**TEXT PASSAGE**
I didn’t really start following X (formerly known as Twitter) until around the time of the Biden -Trump debate. It was a rare time in recent US history when the mainstream elite didn’t really have a narrative, not a planned one anyway. They were investigating and discovering as they went, as if they were actually journalists. It was like one of those anime monsters that tries to form itself into different shapes before resolving back into protoplasm. Everyone seemed a bit confused, at least among the talking heads. One of them, Jake Tapper, later wrote a book about his epiphany and that of his peers, called Original Sin, which I read a few months ago. It was an interesting refresher course, and contained some insider insights, but the basic story I had already seen unfolding on the X platform.
After that I continued to check in and grow my list of followed sources. There are a lot of fine thinkers on there, and links to valuable commentary, and beautiful photography — basically, your own curated view of what’s out there.
BUT — it gets old fast. You go very quickly from social media euphoria to scrolling and hoping to regain the endorphin surge, to feeling a bit disgusted. At least, that has been my process more than once.

**SUPPLIED DATA**
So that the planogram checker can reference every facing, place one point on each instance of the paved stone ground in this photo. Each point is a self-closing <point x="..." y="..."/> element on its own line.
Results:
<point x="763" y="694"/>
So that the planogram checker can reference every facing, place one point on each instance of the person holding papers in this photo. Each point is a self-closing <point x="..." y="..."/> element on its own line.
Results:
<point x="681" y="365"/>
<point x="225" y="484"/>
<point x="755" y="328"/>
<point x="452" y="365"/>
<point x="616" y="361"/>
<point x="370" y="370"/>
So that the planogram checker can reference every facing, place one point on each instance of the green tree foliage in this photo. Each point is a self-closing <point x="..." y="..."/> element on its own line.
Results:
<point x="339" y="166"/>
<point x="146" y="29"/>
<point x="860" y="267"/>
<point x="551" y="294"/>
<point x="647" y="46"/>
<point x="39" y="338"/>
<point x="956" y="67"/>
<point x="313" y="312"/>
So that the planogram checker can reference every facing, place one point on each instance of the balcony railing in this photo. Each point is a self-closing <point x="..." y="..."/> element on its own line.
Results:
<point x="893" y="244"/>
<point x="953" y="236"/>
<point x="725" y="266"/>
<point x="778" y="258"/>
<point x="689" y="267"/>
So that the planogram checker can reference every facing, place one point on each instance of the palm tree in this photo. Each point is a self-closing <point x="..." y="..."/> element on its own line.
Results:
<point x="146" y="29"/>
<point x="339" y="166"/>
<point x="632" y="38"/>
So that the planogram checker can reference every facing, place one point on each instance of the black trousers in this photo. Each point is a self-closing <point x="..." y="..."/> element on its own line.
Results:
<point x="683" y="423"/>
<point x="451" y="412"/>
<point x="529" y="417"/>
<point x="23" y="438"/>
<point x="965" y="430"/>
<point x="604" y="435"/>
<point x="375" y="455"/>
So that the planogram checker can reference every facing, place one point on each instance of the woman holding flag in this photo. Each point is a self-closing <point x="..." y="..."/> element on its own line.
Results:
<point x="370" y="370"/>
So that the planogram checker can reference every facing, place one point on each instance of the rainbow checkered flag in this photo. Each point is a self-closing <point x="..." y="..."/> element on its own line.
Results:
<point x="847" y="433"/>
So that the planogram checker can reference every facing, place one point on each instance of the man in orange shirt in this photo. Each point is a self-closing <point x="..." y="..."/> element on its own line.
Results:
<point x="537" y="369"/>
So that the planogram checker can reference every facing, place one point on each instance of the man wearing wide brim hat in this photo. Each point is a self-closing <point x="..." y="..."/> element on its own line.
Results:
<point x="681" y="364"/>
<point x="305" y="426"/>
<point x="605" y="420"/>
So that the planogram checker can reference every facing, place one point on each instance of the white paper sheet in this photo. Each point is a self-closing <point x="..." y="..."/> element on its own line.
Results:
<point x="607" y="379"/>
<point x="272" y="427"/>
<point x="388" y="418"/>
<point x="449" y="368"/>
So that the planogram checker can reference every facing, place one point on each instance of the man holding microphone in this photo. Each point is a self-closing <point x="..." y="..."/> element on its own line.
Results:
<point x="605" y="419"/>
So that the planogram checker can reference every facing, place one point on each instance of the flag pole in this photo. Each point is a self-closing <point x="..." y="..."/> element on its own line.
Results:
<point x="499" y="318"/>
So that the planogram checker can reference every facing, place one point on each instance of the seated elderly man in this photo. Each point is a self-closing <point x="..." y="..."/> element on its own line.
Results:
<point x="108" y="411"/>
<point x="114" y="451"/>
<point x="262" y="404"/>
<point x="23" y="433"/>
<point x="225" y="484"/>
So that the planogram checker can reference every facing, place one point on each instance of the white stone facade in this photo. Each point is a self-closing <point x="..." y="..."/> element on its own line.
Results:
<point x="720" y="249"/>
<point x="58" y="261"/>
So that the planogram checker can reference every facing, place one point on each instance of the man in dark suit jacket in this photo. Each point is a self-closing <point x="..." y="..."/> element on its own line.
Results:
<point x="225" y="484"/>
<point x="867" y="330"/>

**INSTRUCTIONS**
**a)** According to the passage about X, what can you find on the platform? List everything it names.
**b)** In the passage about X, what is the title of the book Jake Tapper wrote?
**c)** From the passage about X, copy the stretch from "BUT — it gets" through "more than once." word for word.
These rows come from a different source than the passage.

**SOLUTIONS PER TASK**
**a)**
Fine thinkers
Links to valuable commentary
Beautiful photography

**b)** Original Sin

**c)**
BUT — it gets old fast. You go very quickly from social media euphoria to scrolling and hoping to regain the endorphin surge, to feeling a bit disgusted. At least, that has been my process more than once.